Work to complete:
Take the line that contains "Target: wheel rim" as the first line and the last line of the material below as the final one; reproduce exactly the lines between, inclusive.

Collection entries

========================================

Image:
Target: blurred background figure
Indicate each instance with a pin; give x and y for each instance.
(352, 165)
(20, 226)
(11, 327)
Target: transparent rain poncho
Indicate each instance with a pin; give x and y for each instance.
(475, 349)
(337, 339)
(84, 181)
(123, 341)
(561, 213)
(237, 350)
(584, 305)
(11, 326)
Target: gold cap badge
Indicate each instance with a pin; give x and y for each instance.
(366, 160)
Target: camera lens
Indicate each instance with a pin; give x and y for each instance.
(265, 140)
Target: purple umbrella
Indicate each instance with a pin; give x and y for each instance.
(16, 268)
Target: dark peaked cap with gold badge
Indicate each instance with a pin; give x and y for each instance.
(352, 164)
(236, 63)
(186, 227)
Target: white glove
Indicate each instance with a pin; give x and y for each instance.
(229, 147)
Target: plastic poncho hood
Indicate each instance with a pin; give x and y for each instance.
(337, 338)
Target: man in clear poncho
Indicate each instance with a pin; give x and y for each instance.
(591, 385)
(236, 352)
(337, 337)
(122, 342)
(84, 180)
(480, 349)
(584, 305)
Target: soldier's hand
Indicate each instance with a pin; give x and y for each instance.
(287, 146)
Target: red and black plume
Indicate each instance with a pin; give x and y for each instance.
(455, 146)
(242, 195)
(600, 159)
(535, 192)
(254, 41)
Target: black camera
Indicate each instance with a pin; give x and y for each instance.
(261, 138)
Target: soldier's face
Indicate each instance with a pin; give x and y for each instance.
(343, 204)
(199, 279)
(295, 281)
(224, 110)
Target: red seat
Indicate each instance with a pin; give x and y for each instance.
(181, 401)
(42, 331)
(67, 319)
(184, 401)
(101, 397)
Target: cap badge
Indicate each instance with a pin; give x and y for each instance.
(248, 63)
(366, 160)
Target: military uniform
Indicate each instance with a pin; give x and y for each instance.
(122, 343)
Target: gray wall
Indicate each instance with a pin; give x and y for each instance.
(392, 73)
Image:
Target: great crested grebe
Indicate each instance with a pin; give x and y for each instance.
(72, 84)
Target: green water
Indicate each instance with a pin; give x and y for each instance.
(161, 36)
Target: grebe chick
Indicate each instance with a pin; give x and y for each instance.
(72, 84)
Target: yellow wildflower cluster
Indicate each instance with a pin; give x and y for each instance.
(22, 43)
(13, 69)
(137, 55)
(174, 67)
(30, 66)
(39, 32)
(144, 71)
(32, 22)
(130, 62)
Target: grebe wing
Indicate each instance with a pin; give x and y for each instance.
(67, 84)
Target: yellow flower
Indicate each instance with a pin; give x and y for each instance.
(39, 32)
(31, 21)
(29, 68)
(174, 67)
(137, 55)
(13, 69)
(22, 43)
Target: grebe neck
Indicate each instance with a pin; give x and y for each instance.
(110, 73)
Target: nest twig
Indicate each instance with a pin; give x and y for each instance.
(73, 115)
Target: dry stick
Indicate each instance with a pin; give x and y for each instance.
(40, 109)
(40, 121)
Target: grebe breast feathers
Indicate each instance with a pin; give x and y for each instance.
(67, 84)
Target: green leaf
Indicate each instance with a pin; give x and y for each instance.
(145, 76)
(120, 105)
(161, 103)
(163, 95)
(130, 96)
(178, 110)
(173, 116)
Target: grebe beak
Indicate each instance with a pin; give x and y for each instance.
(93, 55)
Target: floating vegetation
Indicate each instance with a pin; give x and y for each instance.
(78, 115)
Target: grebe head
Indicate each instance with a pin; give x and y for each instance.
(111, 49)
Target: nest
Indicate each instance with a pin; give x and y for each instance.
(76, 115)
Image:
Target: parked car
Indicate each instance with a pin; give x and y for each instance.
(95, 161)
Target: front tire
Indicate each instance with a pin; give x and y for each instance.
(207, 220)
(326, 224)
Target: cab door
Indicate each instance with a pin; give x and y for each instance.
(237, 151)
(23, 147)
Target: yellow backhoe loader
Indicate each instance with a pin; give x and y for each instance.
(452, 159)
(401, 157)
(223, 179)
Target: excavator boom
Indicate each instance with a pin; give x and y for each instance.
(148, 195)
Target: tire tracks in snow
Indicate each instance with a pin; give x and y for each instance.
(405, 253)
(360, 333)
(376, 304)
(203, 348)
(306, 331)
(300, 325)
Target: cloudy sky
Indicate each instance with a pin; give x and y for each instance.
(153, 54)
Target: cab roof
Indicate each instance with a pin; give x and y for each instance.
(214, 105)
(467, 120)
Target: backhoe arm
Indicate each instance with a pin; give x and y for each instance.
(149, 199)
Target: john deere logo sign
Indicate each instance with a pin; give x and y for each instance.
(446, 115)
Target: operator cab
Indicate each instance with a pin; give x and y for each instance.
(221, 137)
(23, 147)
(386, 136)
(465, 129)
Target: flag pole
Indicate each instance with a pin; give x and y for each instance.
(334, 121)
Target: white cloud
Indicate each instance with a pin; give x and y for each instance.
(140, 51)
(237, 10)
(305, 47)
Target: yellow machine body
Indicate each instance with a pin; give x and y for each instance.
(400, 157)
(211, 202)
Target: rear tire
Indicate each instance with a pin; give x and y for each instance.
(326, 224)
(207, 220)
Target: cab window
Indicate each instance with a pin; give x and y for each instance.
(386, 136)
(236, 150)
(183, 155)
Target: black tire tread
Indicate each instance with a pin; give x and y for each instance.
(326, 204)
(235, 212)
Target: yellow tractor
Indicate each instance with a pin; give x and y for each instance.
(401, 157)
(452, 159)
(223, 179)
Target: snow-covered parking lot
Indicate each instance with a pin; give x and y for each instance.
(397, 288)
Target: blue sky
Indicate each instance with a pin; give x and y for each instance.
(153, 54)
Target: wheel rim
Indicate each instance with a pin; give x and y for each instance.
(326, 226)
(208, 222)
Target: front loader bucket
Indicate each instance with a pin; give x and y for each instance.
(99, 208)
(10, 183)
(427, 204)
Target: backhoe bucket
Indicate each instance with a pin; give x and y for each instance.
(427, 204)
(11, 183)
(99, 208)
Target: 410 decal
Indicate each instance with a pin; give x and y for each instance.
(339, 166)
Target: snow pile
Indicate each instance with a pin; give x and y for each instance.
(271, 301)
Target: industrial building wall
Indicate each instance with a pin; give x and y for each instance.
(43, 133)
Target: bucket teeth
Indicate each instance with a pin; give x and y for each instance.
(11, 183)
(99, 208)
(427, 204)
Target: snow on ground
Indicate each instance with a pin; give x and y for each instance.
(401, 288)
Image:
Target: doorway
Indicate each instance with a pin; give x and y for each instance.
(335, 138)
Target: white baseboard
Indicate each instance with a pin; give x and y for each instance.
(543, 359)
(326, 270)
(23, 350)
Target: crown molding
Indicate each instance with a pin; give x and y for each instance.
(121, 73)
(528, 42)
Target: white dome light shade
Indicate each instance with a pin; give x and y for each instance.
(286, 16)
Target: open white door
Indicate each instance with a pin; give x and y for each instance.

========================================

Answer to this problem:
Target: wheel rim
Indicate each instance with a pin; give x and y for each instance.
(326, 226)
(208, 222)
Target: front loader bucket
Indicate each instance with a pin; give x and y for each instance.
(99, 208)
(10, 183)
(427, 204)
Target: backhoe bucket
Indicate each instance with a pin; give x and y for each instance.
(427, 204)
(11, 183)
(99, 208)
Target: 410 decal
Indicate each instance with a pin; give x and y for each instance.
(339, 166)
Target: snow pile
Indicate each instance with a pin; give x and y for each instance.
(271, 301)
Target: industrial building wall
Indicate each instance with a pin; give x and y for each instance.
(43, 133)
Target: bucket teeth
Indicate each instance with a pin; give x and y for each instance.
(11, 183)
(99, 208)
(427, 204)
Target: snow on ground
Indicate each instance with a pin; give x and y for each instance.
(401, 288)
Image:
Target: doorway
Indicate each instance with a pin; give x and y for each instance.
(335, 138)
Target: white baseboard
Indicate each instance with a pin; give x and y for each instance.
(543, 359)
(326, 270)
(23, 350)
Target: crown molding
Indicate each instance with a pin; give x and y for each instance.
(121, 73)
(528, 42)
Target: white dome light shade
Indicate each instance with a pin; give x and y for each instance.
(286, 16)
Target: open white door
Indicate each instance with a pin; give x and y for each instance.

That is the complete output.